Begin GIVEN DATA
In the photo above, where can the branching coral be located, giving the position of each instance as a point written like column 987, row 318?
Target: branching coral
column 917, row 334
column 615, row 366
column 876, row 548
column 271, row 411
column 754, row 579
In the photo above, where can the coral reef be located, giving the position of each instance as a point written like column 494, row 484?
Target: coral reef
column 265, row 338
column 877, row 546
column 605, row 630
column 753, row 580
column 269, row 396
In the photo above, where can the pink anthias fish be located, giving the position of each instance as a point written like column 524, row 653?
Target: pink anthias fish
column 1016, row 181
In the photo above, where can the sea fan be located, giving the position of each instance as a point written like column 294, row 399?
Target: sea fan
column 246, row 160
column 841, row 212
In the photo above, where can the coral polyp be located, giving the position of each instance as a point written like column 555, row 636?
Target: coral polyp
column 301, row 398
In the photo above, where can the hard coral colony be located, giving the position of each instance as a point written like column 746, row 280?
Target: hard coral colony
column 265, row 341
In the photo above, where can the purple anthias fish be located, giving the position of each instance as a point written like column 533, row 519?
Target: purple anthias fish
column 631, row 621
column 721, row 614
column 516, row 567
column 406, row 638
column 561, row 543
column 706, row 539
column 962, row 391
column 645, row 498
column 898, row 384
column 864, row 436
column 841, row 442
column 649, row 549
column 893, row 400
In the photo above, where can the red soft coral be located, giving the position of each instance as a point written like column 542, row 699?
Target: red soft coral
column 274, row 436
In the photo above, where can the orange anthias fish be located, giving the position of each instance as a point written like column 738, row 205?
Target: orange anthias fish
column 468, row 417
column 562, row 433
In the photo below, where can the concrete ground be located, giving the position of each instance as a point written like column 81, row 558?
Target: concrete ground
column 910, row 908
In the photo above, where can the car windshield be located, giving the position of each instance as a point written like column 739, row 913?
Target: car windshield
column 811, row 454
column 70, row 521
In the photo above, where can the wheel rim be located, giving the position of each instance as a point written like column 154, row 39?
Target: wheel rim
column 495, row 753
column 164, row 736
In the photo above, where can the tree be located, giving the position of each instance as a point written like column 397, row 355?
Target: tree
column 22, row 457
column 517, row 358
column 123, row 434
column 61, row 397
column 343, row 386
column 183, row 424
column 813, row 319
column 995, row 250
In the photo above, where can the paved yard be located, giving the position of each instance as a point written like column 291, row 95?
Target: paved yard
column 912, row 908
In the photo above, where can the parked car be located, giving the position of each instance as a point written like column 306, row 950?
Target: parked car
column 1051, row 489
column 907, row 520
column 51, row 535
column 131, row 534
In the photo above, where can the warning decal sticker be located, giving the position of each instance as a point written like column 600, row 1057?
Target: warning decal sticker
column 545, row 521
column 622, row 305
End GIVEN DATA
▸ THE PROBLEM:
Reproduce the part of the records that opens with the line containing "In the photo above, where can the paved" and closes with the line containing "column 131, row 534", changing every occurrence of "parked car" to "stationary vehicle" and leaving all else unchanged. Give only those lines.

▸ TASK RESPONSE:
In the photo above, where can the paved yard be located, giving the position of each instance as a point written like column 291, row 95?
Target: paved yard
column 912, row 908
In the photo above, where can the stationary vehicle be located, giving the position of each instance as a point written like column 306, row 950?
Target: stationary vehicle
column 1051, row 489
column 907, row 520
column 51, row 535
column 131, row 534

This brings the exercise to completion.